- **Text extract**
_ _ _ _ _ _ _

When copying the content of the page to an editor, formatting
(e.g., color, emphasis, background, etc.) may change, various
features may not resolve, and the observer is tasked with
identifying and manually removing undesired sections, which may
again change the formatting (e.g., layout).
BRIEF DESCRIPTION
[0006] In one aspect, an electronic file decomposition system is
illustrated. This system includes a parser that decomposes an
electronic file into different components based at least in part on
metadata of the components. An interface presents an interactive
representation of the decomposed electronic file to a user who uses
the interface to select which components to retain and/or which
components to remove. A re-formater subsequently generates a new
electronic file based on the received electronic file and the user
selections.
BRIEF DESCRIPTION OF THE DRAWINGS
[0007] FIG. 1 illustrates a system that facilitates identifying,
separating, and representing different components of an electronic
file;
[0008] FIG. 2 illustrates one or more elements of an analysis tool
that facilitates parsing an electronic file into its
components;
[0009] FIG. 3 illustrates one or more elements of an analysis tool
that facilitates presenting and re-formatting a parsed electronic
file;
[0010] FIG. 4 illustrates a system having an interactive display to
remove and/or modify various portions of an electronic file;
[0011] FIG. 5 illustrates a non-limiting example in which the
analysis component is used to facilitate removing undesired
elements from an electronic file in order to mitigate printing
undesired elements;
[0012] FIG. 6 illustrates a method for identifying and removing
portions of en electronic file; and
[0013] FIG. 7 illustrates a method for removing undesired elements
of a webpage during a printing process in order to selectively
print sections of interest.
DETAILED DESCRIPTION
[0014] With reference to FIG. 1, a system that facilitates
identifying and removing portions of an electronic file is
illustrated. The system includes an electronic file analysis
component ("analysis component") 10 that receives an electronic
file and generates a representation that describes the content of
the electronic file. By way of example, the analysis component 10
may receive a webpage, which can include various elements
including, but not limited to, text (e.g., explaining and/or
describing a main or other topic of the webpage), and images,
advertisements, hyperlinks, embedded executables, etc. related
and/or unrelated to the text. The analysis component 10 can
identify such elements within the webpage and generate a
corresponding representation delineated by element.
[0015] The analysis component 10 can use various techniques to
determine the format (e.g., webpage, spreadsheet, word processing
document, etc.) of the electronic. For example, the source (e.g., a
user, an application, etc.) of the electronic file may reveal the
format to the analysis component 10, the electronic file may
include format identifying indicia, and/or the analysis component
10 may scrutinize the electronic file and determine its format.

_ _ _ _ _ _ _

[Dataset excerpts on object pointing]
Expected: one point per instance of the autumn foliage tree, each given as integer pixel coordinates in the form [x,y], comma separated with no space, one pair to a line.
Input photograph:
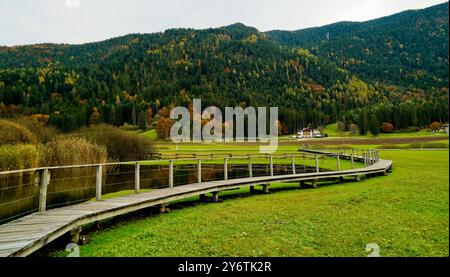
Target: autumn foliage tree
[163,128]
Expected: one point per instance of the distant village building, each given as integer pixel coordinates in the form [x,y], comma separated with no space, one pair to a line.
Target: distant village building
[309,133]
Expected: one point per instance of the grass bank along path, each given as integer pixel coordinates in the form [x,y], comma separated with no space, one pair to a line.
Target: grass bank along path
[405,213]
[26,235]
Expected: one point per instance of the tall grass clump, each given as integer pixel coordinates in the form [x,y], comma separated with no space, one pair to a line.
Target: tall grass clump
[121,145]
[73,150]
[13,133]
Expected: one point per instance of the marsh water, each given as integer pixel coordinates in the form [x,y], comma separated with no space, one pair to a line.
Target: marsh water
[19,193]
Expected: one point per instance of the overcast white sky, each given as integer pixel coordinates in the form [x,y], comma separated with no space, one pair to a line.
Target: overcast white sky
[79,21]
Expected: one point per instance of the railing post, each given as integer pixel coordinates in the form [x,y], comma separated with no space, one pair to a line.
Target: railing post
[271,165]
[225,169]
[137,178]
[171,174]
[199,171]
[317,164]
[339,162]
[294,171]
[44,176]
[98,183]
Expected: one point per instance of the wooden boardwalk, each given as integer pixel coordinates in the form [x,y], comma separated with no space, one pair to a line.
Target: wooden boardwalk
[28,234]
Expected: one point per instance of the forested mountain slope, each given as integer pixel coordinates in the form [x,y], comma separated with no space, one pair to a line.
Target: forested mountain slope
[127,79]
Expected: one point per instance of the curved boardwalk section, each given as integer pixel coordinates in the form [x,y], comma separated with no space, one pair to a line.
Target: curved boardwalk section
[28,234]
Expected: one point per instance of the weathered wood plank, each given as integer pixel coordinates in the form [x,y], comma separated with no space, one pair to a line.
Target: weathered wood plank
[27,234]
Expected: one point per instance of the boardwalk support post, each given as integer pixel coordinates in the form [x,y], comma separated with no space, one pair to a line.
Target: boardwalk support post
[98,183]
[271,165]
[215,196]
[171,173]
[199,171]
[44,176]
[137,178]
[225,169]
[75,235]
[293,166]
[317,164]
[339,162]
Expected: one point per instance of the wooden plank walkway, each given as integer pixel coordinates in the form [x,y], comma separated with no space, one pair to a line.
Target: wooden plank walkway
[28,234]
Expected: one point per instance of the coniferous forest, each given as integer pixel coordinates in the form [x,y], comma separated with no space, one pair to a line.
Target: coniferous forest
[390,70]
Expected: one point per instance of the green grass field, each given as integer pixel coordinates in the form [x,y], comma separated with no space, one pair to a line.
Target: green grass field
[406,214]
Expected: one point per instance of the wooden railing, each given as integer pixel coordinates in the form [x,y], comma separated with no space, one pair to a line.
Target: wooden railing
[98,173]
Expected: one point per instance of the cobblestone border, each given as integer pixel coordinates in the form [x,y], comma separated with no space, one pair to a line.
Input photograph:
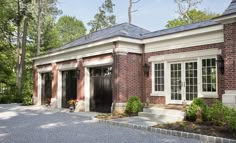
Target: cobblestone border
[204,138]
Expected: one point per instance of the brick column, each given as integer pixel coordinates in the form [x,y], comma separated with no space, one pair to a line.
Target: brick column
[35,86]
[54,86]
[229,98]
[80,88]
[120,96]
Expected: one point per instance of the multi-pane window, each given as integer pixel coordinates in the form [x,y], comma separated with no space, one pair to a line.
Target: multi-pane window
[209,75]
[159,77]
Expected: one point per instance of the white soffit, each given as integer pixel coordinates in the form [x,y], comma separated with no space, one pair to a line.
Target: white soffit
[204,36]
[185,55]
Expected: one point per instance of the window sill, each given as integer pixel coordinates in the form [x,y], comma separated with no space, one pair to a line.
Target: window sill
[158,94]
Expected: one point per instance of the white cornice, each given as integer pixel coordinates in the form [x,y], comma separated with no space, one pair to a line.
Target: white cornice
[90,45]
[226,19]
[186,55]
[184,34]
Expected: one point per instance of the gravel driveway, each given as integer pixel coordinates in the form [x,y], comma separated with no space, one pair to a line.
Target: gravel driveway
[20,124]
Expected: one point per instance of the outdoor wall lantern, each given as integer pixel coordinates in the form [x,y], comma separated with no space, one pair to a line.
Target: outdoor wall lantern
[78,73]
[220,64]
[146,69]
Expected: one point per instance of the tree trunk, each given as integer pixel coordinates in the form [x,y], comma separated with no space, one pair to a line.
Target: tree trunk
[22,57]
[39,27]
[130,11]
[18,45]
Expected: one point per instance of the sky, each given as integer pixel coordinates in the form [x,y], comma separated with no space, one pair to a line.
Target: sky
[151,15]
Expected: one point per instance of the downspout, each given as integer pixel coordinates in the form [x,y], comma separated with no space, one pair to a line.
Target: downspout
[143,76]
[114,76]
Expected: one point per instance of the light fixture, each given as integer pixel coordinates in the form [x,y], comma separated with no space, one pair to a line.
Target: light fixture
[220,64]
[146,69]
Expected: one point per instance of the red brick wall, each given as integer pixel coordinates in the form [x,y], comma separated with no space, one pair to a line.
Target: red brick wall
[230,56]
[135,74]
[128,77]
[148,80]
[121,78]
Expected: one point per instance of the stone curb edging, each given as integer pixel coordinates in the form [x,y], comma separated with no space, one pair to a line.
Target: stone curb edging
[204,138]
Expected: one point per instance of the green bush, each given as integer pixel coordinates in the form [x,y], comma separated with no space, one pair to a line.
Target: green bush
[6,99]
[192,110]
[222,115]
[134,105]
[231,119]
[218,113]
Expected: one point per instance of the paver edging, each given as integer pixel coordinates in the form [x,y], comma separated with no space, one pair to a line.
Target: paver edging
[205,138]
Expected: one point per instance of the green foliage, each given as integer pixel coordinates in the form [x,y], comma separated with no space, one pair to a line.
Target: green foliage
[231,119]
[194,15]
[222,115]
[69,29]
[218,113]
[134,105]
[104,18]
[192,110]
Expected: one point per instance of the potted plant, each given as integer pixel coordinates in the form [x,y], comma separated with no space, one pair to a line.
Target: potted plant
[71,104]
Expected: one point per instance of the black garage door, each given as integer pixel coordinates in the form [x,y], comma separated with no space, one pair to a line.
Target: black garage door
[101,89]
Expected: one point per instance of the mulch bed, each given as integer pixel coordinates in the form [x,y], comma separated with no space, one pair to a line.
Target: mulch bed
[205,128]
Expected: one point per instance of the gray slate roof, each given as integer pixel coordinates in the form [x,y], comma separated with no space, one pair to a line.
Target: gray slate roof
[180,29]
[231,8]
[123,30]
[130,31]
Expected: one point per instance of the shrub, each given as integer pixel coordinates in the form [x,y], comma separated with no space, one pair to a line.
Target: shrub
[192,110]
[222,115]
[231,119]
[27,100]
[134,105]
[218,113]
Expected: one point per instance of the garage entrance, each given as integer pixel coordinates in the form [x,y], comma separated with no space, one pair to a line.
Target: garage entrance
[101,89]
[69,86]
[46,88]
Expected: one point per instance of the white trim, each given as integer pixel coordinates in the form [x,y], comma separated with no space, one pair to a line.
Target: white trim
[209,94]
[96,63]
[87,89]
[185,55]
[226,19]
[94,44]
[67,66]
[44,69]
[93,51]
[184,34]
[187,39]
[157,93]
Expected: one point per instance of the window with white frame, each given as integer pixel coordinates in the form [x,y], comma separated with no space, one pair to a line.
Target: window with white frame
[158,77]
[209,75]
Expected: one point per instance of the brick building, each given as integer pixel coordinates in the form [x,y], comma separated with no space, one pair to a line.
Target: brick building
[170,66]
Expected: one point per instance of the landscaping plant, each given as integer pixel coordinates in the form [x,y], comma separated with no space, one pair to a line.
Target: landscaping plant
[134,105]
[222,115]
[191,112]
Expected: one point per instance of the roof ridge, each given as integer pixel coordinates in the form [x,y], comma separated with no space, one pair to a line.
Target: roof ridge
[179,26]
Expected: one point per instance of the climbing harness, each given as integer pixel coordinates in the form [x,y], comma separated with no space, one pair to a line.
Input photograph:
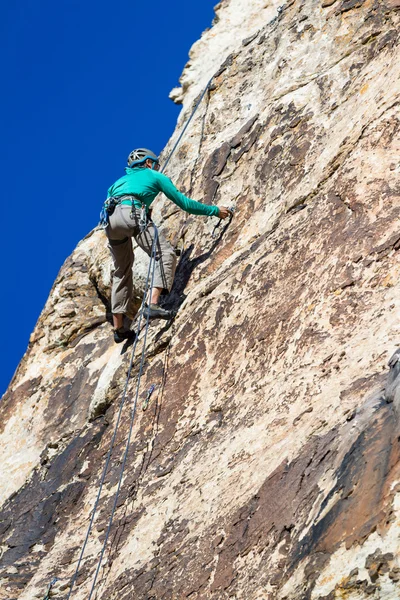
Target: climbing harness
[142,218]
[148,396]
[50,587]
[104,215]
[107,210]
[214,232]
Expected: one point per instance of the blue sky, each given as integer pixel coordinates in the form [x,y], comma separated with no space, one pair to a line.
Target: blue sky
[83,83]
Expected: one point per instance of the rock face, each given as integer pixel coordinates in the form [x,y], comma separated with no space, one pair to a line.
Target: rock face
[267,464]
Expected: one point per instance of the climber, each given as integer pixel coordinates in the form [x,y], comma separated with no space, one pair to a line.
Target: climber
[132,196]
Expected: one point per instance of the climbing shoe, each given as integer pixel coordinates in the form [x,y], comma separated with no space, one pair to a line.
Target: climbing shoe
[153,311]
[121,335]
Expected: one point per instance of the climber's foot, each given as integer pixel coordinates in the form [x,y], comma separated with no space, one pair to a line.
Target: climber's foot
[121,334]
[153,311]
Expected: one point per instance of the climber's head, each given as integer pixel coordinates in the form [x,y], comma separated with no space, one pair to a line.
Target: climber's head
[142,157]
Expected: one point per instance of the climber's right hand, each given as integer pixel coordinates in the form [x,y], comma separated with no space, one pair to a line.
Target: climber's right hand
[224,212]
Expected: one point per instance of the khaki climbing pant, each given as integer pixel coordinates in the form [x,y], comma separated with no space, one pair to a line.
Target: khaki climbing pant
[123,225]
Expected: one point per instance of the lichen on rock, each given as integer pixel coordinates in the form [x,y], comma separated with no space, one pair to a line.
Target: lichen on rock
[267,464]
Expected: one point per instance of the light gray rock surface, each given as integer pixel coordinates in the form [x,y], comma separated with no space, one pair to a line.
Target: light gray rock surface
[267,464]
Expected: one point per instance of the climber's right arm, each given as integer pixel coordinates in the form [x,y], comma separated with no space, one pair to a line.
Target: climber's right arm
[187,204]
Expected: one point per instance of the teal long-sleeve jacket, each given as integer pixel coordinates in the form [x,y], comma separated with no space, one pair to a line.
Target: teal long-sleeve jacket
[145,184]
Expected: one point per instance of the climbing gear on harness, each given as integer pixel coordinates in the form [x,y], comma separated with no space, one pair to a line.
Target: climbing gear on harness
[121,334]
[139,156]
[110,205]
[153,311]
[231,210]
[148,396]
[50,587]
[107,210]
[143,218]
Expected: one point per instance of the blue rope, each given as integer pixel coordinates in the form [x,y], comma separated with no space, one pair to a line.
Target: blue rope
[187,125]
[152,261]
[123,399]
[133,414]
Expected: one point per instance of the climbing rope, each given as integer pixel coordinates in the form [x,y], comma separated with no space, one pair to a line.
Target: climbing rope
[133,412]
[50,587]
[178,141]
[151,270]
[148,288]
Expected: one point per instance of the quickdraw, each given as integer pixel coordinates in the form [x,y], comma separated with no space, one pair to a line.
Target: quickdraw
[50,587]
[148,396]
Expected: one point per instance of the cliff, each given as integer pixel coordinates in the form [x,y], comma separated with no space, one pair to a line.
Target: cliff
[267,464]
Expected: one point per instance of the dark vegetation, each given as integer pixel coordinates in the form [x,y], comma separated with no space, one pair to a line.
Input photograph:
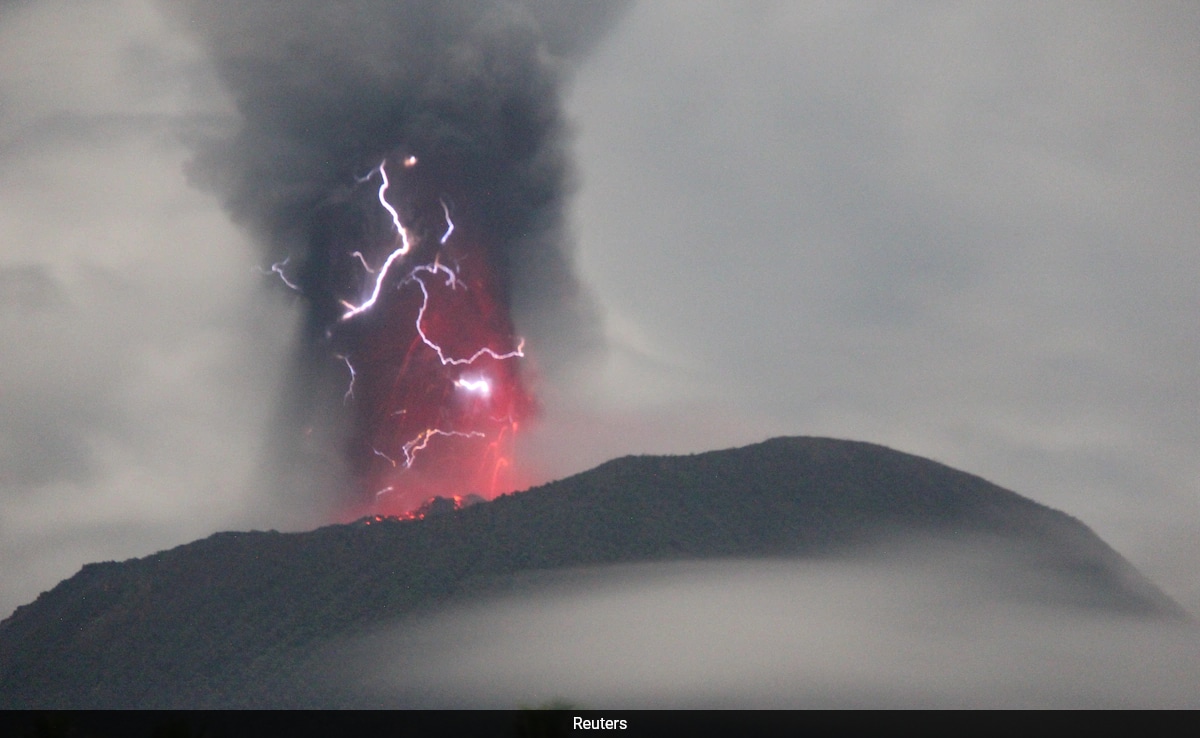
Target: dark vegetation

_ _ _ _ _ _ _

- **What is needed**
Reproduce word for word the passage of the patent description starting with "DETAILED DESCRIPTION" and going on through "delineated by element.". The records have no connection to the patent description.

- **Solution**
DETAILED DESCRIPTION
[0014] With reference to FIG. 1, a system that facilitates
identifying and removing portions of an electronic file is
illustrated. The system includes an electronic file analysis
component ("analysis component") 10 that receives an electronic
file and generates a representation that describes the content of
the electronic file. By way of example, the analysis component 10
may receive a webpage, which can include various elements
including, but not limited to, text (e.g., explaining and/or
describing a main or other topic of the webpage), and images,
advertisements, hyperlinks, embedded executables, etc. related
and/or unrelated to the text. The analysis component 10 can
identify such elements within the webpage and generate a
corresponding representation delineated by element.